- _WHAT YOU WILL DO_:
- a) In the match report, whose snap kick produced Adelaide's second goal, which was also her 50th AFLW goal?
- b) Repeat the stretch of the match report from "The third quarter" through "dominant all afternoon.", word for word.

In the second quarter, Melbourne suffered the first injury of the day when Maddi Gay limped from the ground. She returned later in the quarter with her knee taped. Adelaide continued its attacks, but Melbourne's defensive pressure, and Adelaide's inaccurate kicking, resulted in four more behinds. A second goal for Adelaide came from a snap kick from Phillips. It was her 50th goal in the AFLW. Nonetheless, after a rushed behind to Melbourne, Adelaide was only ten points up, and a goal from Alyssa Bannan, who intercepted the ball from a kick out and raced towards an open goal gave the Demons hope.

The third quarter opened with Ponter taking a strong mark in the goal square off a long-range kick from Woodland, from which she then scored a goal. The Demons ratcheted up the pressure, and finally started to use the centre corridor. Pearce reinforced the back line, and Tayla Harris was moved into the ruck. Melbourne's Kate Hore kicked a goal after marking a long-range shot from Harris. The Adelaide defence stood firm, with Randall taking a spectacular mark. Hatchard was dominant in the midfield, and her teammates Ebony Marinoff, Teah Charlton and Rachelle Martin were active. After scoring another behind, Melbourne was nine points down at three quarter time in a match in which Adelaide had been dominant all afternoon.

- _EXCERPTED RECORDS_:
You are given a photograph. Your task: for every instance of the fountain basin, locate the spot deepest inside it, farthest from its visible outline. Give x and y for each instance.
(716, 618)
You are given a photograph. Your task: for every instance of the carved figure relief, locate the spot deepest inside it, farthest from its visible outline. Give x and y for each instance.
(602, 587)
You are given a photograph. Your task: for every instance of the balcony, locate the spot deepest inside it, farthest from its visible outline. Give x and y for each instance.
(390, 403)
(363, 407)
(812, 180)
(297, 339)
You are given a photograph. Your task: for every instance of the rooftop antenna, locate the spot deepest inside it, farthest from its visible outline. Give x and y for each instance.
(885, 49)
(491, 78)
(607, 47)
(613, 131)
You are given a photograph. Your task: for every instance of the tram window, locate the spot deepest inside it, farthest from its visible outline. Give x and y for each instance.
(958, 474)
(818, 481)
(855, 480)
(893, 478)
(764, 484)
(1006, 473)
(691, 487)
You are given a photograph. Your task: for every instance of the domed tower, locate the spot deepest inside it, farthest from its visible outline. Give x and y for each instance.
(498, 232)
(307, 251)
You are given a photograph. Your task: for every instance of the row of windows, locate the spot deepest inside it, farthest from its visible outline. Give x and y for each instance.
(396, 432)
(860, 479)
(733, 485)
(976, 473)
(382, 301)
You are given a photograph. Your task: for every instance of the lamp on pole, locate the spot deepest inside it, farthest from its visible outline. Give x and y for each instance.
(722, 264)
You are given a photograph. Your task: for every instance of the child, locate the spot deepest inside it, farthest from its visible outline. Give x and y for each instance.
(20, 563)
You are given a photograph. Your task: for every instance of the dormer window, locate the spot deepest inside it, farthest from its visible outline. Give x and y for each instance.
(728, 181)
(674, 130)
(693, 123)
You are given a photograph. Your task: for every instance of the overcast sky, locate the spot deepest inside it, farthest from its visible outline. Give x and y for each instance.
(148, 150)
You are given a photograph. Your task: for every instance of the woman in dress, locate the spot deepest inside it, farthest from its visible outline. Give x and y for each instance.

- _SOLUTIONS TO THE PROBLEMS_:
- a) Phillips

- b)
The third quarter opened with Ponter taking a strong mark in the goal square off a long-range kick from Woodland, from which she then scored a goal. The Demons ratcheted up the pressure, and finally started to use the centre corridor. Pearce reinforced the back line, and Tayla Harris was moved into the ruck. Melbourne's Kate Hore kicked a goal after marking a long-range shot from Harris. The Adelaide defence stood firm, with Randall taking a spectacular mark. Hatchard was dominant in the midfield, and her teammates Ebony Marinoff, Teah Charlton and Rachelle Martin were active. After scoring another behind, Melbourne was nine points down at three quarter time in a match in which Adelaide had been dominant all afternoon.